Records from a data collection
----

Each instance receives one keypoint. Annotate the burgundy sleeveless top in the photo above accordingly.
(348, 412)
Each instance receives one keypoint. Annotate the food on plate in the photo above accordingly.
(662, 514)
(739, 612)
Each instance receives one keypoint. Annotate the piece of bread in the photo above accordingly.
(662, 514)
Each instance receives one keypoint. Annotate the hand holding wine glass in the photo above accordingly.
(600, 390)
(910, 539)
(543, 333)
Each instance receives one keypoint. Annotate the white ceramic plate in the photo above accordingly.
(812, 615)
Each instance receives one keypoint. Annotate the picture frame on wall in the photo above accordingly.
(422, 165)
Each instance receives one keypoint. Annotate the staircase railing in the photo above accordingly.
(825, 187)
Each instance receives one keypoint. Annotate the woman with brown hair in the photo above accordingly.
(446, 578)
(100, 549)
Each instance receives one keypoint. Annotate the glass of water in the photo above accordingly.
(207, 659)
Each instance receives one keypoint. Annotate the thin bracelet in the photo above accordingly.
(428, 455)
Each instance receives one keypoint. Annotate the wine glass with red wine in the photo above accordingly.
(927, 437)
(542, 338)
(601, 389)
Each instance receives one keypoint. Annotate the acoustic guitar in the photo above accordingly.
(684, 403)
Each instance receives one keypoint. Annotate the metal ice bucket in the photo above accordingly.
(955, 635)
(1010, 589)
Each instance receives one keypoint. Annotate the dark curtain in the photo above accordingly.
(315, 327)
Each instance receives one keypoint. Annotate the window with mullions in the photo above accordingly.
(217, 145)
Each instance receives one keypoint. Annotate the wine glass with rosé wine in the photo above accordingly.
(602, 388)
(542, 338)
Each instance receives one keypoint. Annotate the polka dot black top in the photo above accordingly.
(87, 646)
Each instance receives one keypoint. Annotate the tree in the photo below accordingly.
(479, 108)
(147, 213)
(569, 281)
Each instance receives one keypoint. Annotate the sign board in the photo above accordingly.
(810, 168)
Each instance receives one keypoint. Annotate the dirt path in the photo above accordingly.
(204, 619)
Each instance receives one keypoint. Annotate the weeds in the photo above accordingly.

----

Set problem: Reproduce the part of the material that begins with the line containing "Each instance receives one keypoint. Annotate the white" and runs through the last line of the material, keeping every line unchanged.

Task solution:
Each instance receives one keypoint. Annotate the white ceramic plate in the photo above accordingly.
(812, 615)
Each instance receives one keypoint. Annotate the picture frame on wall in the photo above accordingly.
(422, 165)
Each instance receives one keypoint. Annotate the staircase railing in the photo above accordingly.
(825, 187)
Each instance receives one keypoint. Annotate the woman with brown hair in the photo above accordingly.
(446, 578)
(100, 549)
Each instance receives one keypoint. Annotate the glass of water in the photo above accordingly.
(207, 659)
Each instance receives one keypoint. Annotate the thin bracelet in the photo above accordingly.
(428, 455)
Each instance receives one keypoint. Annotate the wine glass with red wine in the photo above accordingly.
(927, 437)
(542, 338)
(601, 389)
Each instance receives one keypoint. Annotate the acoustic guitar in the photo above accordingly.
(684, 403)
Each instance receives one keypoint. Annotate the metal ice bucket in the photo above accordingly.
(955, 635)
(1010, 589)
Each instance receives one keypoint. Annotate the dark curtain in the photo above accordingly.
(315, 327)
Each instance receives one keypoint. Annotate the window with mullions in the photo above accordingly.
(217, 145)
Each instance receives one keypoint. Annotate the wine glass with rosé wine in the photo above accordingly.
(602, 388)
(542, 338)
Each instance receives one keypoint. Annotate the polka dot black top in the photo above accordingly.
(87, 646)
Each instance receives one keypoint. Annotate the tree in the photo below accordingly.
(479, 108)
(147, 213)
(569, 281)
Each instance receives one keypoint. Annotate the sign board in the photo above accordingly.
(810, 168)
Each instance receives one keypoint. Annotate the dirt path in the photo above accordingly.
(204, 619)
Each instance receives one keypoint. Annotate the weeds in the photo above accordingly.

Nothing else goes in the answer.